#### GIVEN DATA

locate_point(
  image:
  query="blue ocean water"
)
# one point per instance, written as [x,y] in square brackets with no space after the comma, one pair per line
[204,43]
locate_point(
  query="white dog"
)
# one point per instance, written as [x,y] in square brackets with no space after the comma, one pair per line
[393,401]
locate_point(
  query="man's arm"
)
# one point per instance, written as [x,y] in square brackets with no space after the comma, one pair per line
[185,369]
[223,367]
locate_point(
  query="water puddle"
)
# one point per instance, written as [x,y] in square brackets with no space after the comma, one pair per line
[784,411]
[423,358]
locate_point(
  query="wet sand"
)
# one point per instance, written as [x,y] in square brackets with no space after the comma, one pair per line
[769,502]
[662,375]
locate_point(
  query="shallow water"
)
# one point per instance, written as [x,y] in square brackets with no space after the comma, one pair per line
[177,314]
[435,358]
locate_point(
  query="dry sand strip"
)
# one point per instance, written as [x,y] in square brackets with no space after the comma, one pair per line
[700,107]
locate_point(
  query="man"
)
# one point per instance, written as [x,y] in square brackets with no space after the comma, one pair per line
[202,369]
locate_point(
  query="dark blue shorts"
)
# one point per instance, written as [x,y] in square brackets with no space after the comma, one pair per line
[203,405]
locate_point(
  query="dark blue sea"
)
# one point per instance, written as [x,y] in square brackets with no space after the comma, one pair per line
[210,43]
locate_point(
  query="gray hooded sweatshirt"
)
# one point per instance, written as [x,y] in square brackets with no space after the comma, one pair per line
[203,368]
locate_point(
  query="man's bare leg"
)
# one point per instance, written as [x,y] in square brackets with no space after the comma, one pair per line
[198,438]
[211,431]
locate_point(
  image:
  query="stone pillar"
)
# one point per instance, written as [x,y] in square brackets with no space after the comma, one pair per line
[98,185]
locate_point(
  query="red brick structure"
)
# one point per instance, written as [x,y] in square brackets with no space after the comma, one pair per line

########

List each line of the data above that contains the word "dark", copying every such line in full.

  query="dark blue shorts"
  query="dark blue sea"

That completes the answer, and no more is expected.